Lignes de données
▬▬▬▬▬▬
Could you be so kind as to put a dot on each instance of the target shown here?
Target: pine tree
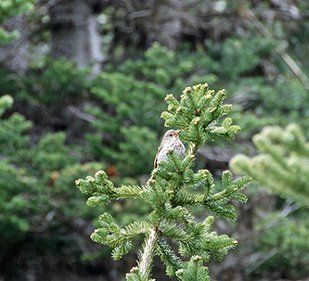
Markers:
(282, 164)
(171, 230)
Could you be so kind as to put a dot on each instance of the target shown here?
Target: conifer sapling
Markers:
(171, 231)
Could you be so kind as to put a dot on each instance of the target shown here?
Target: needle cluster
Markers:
(171, 230)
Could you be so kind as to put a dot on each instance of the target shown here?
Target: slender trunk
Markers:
(147, 254)
(13, 55)
(75, 33)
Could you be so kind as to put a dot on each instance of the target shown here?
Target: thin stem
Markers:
(146, 257)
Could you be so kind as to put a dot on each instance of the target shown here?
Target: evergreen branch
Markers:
(172, 189)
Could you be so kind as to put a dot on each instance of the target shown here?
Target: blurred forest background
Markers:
(88, 79)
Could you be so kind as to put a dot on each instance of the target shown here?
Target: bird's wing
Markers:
(155, 164)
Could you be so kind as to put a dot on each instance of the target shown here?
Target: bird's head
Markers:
(171, 134)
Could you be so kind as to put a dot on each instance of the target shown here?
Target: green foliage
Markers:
(36, 180)
(128, 99)
(172, 191)
(283, 163)
(288, 241)
(282, 167)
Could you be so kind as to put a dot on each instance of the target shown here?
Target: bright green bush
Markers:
(282, 166)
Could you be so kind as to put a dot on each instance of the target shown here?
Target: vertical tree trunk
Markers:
(75, 32)
(167, 25)
(13, 55)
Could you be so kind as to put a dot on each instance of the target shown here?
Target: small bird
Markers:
(170, 142)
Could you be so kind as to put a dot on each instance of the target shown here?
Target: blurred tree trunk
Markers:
(13, 55)
(74, 31)
(167, 26)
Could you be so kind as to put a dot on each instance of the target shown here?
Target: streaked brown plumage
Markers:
(170, 141)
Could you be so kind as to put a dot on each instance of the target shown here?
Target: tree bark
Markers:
(74, 32)
(13, 55)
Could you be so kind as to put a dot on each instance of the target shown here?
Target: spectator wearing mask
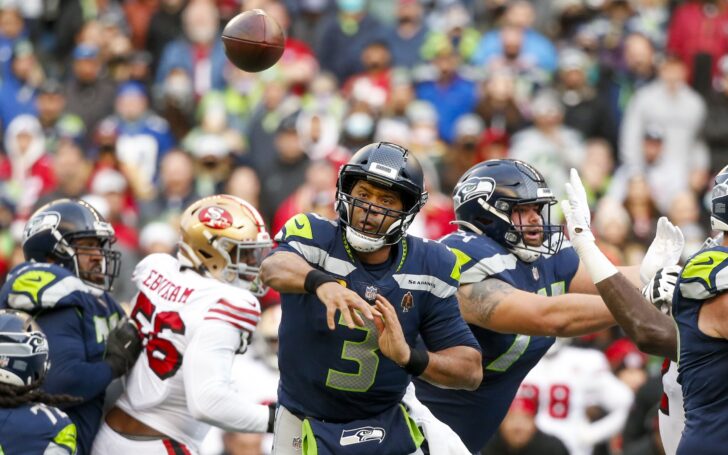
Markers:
(714, 131)
(698, 30)
(518, 434)
(408, 35)
(670, 103)
(176, 190)
(165, 26)
(286, 172)
(89, 94)
(639, 70)
(143, 136)
(450, 93)
(12, 29)
(345, 35)
(72, 171)
(213, 163)
(583, 110)
(199, 51)
(57, 124)
(26, 167)
(548, 145)
(20, 88)
(535, 49)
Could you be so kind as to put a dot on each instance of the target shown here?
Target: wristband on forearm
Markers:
(419, 359)
(271, 417)
(596, 263)
(316, 278)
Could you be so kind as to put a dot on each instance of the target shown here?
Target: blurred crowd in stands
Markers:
▬▬▬▬▬▬
[CONSIGNE DONNÉE]:
Combien de lignes contiennent la chaîne « tree » ? Répondez uniquement par le nombre.

[SOLUTION PROPOSÉE]:
4